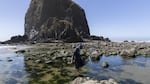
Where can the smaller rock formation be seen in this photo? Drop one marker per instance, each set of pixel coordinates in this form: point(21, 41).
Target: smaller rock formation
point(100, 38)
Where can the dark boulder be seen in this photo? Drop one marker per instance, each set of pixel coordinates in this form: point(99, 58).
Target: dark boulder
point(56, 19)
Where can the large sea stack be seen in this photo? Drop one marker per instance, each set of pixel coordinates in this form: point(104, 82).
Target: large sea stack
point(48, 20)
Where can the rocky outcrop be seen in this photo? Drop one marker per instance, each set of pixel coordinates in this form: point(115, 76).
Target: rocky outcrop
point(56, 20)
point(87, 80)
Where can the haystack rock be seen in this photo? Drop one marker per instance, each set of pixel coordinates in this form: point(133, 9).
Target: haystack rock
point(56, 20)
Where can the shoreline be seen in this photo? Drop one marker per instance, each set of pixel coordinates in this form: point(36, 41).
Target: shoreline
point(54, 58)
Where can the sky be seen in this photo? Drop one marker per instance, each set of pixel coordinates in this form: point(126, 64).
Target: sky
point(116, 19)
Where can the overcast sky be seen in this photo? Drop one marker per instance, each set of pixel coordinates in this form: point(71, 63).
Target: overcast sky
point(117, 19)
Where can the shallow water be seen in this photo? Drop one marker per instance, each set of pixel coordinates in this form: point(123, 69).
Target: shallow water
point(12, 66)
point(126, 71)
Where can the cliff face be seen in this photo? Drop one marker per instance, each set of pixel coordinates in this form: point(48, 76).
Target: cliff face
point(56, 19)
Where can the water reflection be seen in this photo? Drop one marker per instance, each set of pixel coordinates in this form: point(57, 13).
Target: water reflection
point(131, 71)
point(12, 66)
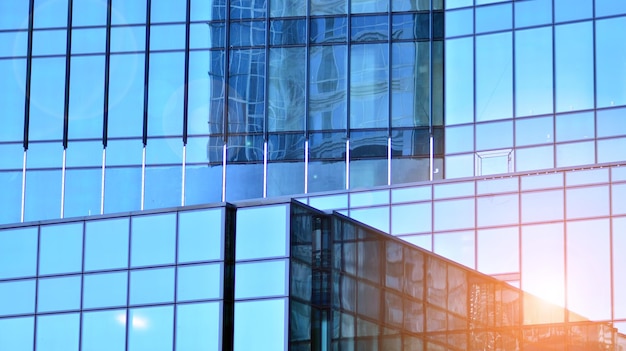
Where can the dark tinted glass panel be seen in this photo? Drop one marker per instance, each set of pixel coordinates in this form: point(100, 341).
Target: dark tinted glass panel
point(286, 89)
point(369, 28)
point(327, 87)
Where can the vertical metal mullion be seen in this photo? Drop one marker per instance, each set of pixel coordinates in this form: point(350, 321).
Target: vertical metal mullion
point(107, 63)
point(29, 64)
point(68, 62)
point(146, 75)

::::::::::

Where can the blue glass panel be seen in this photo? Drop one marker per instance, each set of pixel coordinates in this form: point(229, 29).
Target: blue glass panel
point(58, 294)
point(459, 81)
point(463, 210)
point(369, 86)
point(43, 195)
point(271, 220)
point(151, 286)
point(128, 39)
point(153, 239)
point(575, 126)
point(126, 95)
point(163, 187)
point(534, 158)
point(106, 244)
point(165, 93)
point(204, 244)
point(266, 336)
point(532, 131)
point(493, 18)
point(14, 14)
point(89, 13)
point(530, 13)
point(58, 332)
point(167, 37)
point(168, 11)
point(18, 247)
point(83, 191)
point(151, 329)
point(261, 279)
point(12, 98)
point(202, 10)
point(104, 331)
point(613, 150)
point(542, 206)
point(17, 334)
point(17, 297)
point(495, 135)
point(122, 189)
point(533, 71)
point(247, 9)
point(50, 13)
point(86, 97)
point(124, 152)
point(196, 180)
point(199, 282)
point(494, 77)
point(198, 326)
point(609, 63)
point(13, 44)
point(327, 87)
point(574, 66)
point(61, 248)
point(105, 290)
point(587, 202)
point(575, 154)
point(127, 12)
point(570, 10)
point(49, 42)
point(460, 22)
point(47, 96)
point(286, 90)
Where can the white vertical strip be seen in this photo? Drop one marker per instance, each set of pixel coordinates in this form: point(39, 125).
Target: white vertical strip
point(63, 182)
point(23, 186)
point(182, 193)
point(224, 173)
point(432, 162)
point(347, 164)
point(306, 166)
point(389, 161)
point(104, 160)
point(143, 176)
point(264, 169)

::::::::::

TASK OBJECTIVE | Please gather every line of the material above that contains the word "shoreline".

FINISHED ANSWER |
Where can the shoreline be seen in this photo? Drop one marker per instance, each set of pixel coordinates in this form: point(36, 41).
Target: shoreline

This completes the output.